Passage to read>
━━━━

Alderman Dorothy Tillman, whose 3rd Ward includes the Stateway and Taylor developments, and Alderman Walter Burnett, who grew up in the Cabrini-Green area and now represents its 27th Ward, did not return repeated calls for comment.
Lance Lewis, a spokesman with Mayor Richard M. Daley’s press office, said the plan is the best way to build housing for CHA residents. “It’s more cost-effective to tear them down and build single-family dwellings in mixed-income neighborhoods,” he said. “And that’s our city goal, to have mixed-income neighborhoods.”
Larry Bennett, a professor of political science at DePaul University specializing in politics and neighborhood development, said it’s naí¯ve to think planners didn’t know how the surrounding neighborhoods would be affected.
But it was easy for the fallout to be ignored because there was overwhelming support and urgency—both nationally and locally—to eliminate high-density public housing in support of mixed-income, low-rise “new urbanism.” That created a push for demolition, Bennett said, without a full discourse on the effect such drastic changes would have on existing residents.
Many questions had remained, Bennett said: What would be the effect of higher property taxes on remaining property owners, like Larry and Pat Burns? And which South Side neighborhoods would become destinations for displaced public housing residents and property owners? “I think that a lot of those kinds of questions were there,” said Bennett, co-author of “Where Are the Poor People to Live,” a book, to be released in the spring, evaluating the effect of the CHA plan on public housing residents. “But they tended to be subsumed within this larger commitment, which is, ‘We have to take down the high-rises.'”

━━━━

Dataset records>

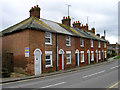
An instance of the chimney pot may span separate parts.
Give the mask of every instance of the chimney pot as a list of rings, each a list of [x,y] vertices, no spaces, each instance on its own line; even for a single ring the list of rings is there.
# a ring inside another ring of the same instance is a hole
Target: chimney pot
[[[100,37],[100,34],[96,34],[98,37]]]
[[[62,24],[70,26],[71,25],[71,19],[70,19],[70,17],[63,17]]]
[[[37,5],[38,7],[38,5]],[[36,18],[39,18],[40,19],[40,10],[41,9],[36,9],[36,6],[32,7],[32,9],[30,9],[30,17],[31,16],[35,16]]]

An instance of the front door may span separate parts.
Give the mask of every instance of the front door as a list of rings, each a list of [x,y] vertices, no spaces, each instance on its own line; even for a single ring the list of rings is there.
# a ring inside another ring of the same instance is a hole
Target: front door
[[[35,51],[35,75],[41,74],[41,53],[39,50]]]
[[[78,66],[78,53],[75,54],[75,58],[76,58],[76,66]]]
[[[96,53],[96,62],[98,63],[98,53]]]
[[[60,70],[62,70],[62,54],[59,55],[59,66]]]
[[[103,57],[103,61],[104,61],[104,51],[102,52],[102,57]]]
[[[90,64],[90,55],[89,55],[89,53],[87,53],[87,61],[88,61],[88,64]]]

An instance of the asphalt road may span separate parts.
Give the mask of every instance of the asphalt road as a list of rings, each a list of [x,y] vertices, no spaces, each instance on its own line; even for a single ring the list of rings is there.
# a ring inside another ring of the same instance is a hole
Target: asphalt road
[[[2,88],[118,88],[120,60],[97,67],[32,80],[3,84]]]

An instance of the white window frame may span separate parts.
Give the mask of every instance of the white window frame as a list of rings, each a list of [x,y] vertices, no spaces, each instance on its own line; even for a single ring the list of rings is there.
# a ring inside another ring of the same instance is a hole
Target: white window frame
[[[46,34],[50,34],[50,37],[46,37]],[[46,45],[52,45],[52,33],[50,32],[45,32],[45,40],[46,38],[49,38],[50,39],[50,42],[45,42]]]
[[[70,55],[70,57],[67,57],[67,54]],[[67,59],[70,59],[70,62],[67,62]],[[71,51],[66,51],[66,64],[71,64]]]
[[[107,58],[107,53],[106,53],[106,51],[105,51],[105,58]]]
[[[99,60],[101,59],[101,51],[99,51]]]
[[[45,67],[46,68],[53,67],[53,64],[52,64],[52,51],[45,51],[45,61],[47,61],[46,60],[46,55],[50,55],[50,62],[51,62],[51,64],[50,65],[46,65],[45,64]]]
[[[106,48],[106,43],[104,42],[104,48]]]
[[[101,47],[101,43],[100,43],[100,41],[98,41],[98,48],[100,48]]]
[[[82,45],[81,45],[81,40],[82,40]],[[84,39],[83,38],[80,38],[80,46],[84,47]]]
[[[91,47],[93,48],[93,40],[91,40],[90,42],[91,42]]]
[[[91,51],[91,61],[94,61],[94,51]]]
[[[85,62],[85,60],[84,60],[84,51],[81,51],[81,55],[82,54],[83,54],[83,59],[81,58],[81,63]],[[80,55],[80,57],[81,57],[81,55]]]
[[[67,39],[67,37],[69,37],[69,39]],[[67,44],[67,41],[69,42],[69,44]],[[71,46],[71,37],[70,36],[66,36],[66,46]]]

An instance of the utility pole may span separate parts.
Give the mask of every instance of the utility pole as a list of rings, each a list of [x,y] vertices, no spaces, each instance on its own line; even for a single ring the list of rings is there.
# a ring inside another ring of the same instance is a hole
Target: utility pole
[[[69,16],[69,8],[71,7],[71,5],[68,5],[68,4],[66,4],[67,6],[68,6],[68,16]]]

━━━━

Parts of the exercise>
• 1. Please extract the part of the public housing passage that opens with the words containing "Larry Bennett, a" and closes with "on existing residents.", copying it word for word.
• 2. Rewrite the entries from their start through the line containing "Give the mask of every instance of the chimney", changing "chimney pot" to "chimney cap" and keeping everything else the same. Return only those lines, with no pictures.

Solutions below>
• 1.
Larry Bennett, a professor of political science at DePaul University specializing in politics and neighborhood development, said it’s naí¯ve to think planners didn’t know how the surrounding neighborhoods would be affected.
But it was easy for the fallout to be ignored because there was overwhelming support and urgency—both nationally and locally—to eliminate high-density public housing in support of mixed-income, low-rise “new urbanism.” That created a push for demolition, Bennett said, without a full discourse on the effect such drastic changes would have on existing residents.

• 2.
An instance of the chimney cap may span separate parts.
Give the mask of every instance of the chimney cap as a list of rings, each a list of [x,y] vertices, no spaces, each instance on its own line; even for a single ring the list of rings is there.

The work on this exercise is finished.